===== Task data =====
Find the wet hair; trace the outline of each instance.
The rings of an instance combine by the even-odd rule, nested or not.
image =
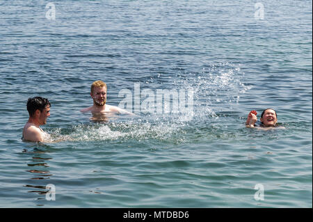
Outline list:
[[[51,106],[51,104],[48,99],[38,96],[33,98],[29,98],[26,106],[29,116],[33,116],[37,109],[42,112],[47,106]]]
[[[271,108],[264,109],[264,110],[263,111],[262,113],[261,114],[261,118],[263,118],[263,115],[264,115],[265,111],[266,111],[266,110],[268,110],[268,109],[273,110],[274,112],[275,112],[275,116],[276,116],[276,118],[277,118],[277,113],[276,113],[276,111],[275,111],[275,109],[271,109]]]
[[[95,87],[100,87],[100,88],[105,87],[106,90],[108,90],[108,88],[106,88],[106,84],[101,80],[97,80],[93,83],[90,87],[91,93],[93,93],[93,89],[95,88]]]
=====
What is asked :: Copy every line of the records above verbatim, leaving out the pictures.

Complete response ::
Find the wet hair; trace the outline of each instance.
The rings of an instance combine by the even-odd rule, nested or not.
image =
Outline list:
[[[51,106],[51,104],[48,99],[38,96],[33,98],[29,98],[26,106],[29,116],[33,116],[37,109],[42,112],[47,106]]]
[[[271,108],[264,109],[264,110],[263,111],[262,113],[261,114],[261,118],[263,118],[263,115],[264,115],[265,111],[266,111],[266,110],[268,110],[268,109],[273,110],[274,112],[275,112],[275,116],[276,116],[276,118],[277,118],[277,113],[276,113],[276,111],[275,111],[275,109],[271,109]]]
[[[95,87],[100,87],[100,88],[105,87],[106,90],[108,90],[108,88],[106,88],[106,84],[101,80],[97,80],[93,83],[90,87],[91,93],[93,93],[93,89],[95,88]]]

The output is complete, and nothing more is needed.